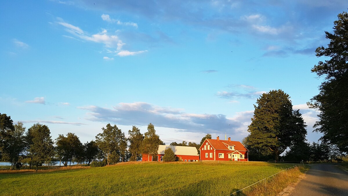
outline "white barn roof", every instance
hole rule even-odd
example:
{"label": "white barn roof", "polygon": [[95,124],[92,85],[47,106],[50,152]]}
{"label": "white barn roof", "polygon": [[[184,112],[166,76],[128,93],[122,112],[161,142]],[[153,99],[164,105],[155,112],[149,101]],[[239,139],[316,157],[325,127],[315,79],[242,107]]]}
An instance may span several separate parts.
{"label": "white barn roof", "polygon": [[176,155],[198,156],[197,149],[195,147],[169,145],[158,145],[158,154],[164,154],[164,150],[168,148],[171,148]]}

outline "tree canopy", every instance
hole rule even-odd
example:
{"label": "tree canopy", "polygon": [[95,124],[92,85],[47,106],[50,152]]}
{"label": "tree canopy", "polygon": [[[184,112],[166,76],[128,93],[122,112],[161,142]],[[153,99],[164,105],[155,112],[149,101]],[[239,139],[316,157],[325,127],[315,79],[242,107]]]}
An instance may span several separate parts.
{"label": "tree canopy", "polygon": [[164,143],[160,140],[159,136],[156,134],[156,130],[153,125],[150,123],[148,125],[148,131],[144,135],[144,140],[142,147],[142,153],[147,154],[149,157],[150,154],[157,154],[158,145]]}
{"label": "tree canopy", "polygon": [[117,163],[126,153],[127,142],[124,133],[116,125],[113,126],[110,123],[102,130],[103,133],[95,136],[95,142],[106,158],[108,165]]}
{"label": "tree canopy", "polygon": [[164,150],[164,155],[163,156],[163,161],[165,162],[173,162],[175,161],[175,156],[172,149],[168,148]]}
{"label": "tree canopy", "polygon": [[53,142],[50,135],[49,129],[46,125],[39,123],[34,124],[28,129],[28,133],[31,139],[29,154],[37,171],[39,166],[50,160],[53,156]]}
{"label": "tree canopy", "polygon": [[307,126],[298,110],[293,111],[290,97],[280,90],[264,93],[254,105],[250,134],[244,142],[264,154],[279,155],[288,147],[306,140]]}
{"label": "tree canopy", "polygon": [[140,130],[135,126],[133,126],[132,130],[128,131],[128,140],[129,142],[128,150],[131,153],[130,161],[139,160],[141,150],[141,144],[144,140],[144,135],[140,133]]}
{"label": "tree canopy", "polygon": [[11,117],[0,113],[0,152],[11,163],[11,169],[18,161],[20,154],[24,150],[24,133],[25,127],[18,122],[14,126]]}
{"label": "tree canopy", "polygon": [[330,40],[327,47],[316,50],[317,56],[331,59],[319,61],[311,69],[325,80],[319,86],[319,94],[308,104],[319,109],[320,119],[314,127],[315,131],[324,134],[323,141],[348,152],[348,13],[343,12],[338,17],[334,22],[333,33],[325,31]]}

- Task statement:
Please identify each line in the rows above that contains the word "every", and copy those lines in full.

- Response to the exercise:
outline "white barn roof", every instance
outline "tree canopy", every instance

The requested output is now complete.